Source passage ▸
────────────────────────────────────────
Suit by J. E. Penry and others against T. B. Whitis. Judgment for plaintiffs, and defendant appeals.

Reversed and judgment rendered for defendant.

Clark Clark, of Dallas, for appellant.

John G. Wilson, of Dallas, for appellees.


Appellees began this suit in the district court of Dallas county for the purpose of securing a mandatory injunction removing an obstruction from a public road and a public street in the unincorporated town of Vickery. The cause was regularly tried at a regular term and the injunction granted as prayed for, from which the appellant, Whitis, has prosecuted this appeal.

A number of legal points are presented, but the appeal can be disposed of by consideration of the one which will be hereinafter discussed.

The trial was to the court without a jury, and conclusions of fact and law were filed, in which the court ascertained as a matter of fact that the town of Vickery was unincorporated and was laid out in lots, blocks, and streets in April, 1909, and that the street in controversy was dedicated as a public street 50 feet wide; that said street was never graded 50 feet wide, but for the past sixteen years had been used about 40 feet in width; that the appellant, Whitis, is occupying a part of said street as dedicated in that a brick building erected by him, and a fence inclosing his property adjacent thereto extends into said street a distance of 11.8 feet; that the appellees were abutting property owners and purchased their property in reference to and in consideration of said street being 50 feet in width as shown by the plat referred to. That the defendant has not obstructed the use of Pecan street, as the same has been used for the past sixteen years; nor has he increased the danger in the use thereof; nor has he obstructed the view of Pecan street; nor does his said fence or building constitute a nuisance to the life or limb of persons using said street, or make Pecan street more hazardous than it has been for the past fourteen years. That no pecuniary damage has been suffered by plaintiffs or either of them by erection of said brick building and fence, and no special or pecuniary or other damages have been suffered by the plaintiffs or either of them. Other matters were found which are not deemed material, and based thereon the court arrived at the conclusion of law that appellees were entitled to the mandatory writ of injunction prayed for, and decreed the same to them.
────────────────────────────────────────
Dataset extract ▸
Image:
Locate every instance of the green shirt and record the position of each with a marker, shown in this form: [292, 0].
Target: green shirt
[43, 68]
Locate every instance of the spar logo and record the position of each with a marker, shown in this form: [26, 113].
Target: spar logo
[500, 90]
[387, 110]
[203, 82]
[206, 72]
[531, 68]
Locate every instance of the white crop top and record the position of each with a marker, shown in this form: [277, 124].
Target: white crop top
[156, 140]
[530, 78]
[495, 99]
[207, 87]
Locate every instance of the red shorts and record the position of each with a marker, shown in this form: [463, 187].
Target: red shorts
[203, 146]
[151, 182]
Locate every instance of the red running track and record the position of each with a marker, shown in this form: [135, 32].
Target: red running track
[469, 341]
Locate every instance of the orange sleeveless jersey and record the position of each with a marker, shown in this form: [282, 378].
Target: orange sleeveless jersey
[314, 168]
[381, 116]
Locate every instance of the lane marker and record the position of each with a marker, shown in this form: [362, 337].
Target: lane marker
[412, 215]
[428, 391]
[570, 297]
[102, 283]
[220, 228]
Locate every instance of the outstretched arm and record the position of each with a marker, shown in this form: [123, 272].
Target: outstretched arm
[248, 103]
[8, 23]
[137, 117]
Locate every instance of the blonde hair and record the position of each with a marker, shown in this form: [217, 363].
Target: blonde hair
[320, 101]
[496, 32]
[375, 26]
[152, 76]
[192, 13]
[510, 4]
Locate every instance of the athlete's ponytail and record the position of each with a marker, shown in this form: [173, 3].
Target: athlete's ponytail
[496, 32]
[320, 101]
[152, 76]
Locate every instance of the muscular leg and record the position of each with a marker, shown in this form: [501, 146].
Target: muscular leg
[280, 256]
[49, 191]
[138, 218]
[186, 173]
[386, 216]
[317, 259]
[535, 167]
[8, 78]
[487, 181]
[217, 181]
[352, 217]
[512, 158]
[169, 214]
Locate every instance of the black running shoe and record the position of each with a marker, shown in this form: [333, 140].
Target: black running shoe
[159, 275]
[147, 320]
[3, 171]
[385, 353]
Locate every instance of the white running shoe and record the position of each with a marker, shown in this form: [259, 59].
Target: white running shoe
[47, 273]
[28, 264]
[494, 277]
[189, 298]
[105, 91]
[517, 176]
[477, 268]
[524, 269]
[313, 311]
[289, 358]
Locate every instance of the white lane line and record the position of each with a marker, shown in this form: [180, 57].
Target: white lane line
────────────────────────────────────────
Exercises to complete ▸
**a.** According to the court opinion, how far do the appellant's brick building and fence extend into the street?
**b.** Please resume the court opinion after its last sentence.
The items come from a separate source.

The answers ▸
**a.** 11.8 feet

**b.**
One of the matters urged by the appellant is that, inasmuch as the public is not a party by its duly constituted officers to the suit, appellees were not entitled to an injunction requiring appellant to remove said obstruction without a showing that the appellees had sustained pecuniary damage peculiar to themselves or some of them, and such as did not accrue to the public generally. This proposition does not seem to be seriously controverted by appellees and seems to be established by the authorities without dissent. Not all the authorities discussing the question will be cited, but a number having under consideration facts similar to those established by the trial court's conclusions will be noted. City of San Antonio v. Strumberg, 70 Tex. 366, 7 S.W. 754; Owens v. Varnell (Tex.Civ.App.) 145 S.W. 256; Shelton v. Phillips (Tex.Civ.App.) 229 S.W. 967, 969.

In the cases cited, obstructions which did not entirely cut off ingress or egress to a street or an alley, but only partially obtruded thereon, were found by the court or jury respectively not to have given rise to any pecuniary damage to the complaining party which was not suffered by the public generally, and the refusal of a mandatory injunction was approved.

Shelton v. Phillips (Tex.Civ.App.) 229 S.W. 967, 969, was such a case, and a rather extended discussion of the rule of law announced above is to be found in Mr. Justice Levy's opinion.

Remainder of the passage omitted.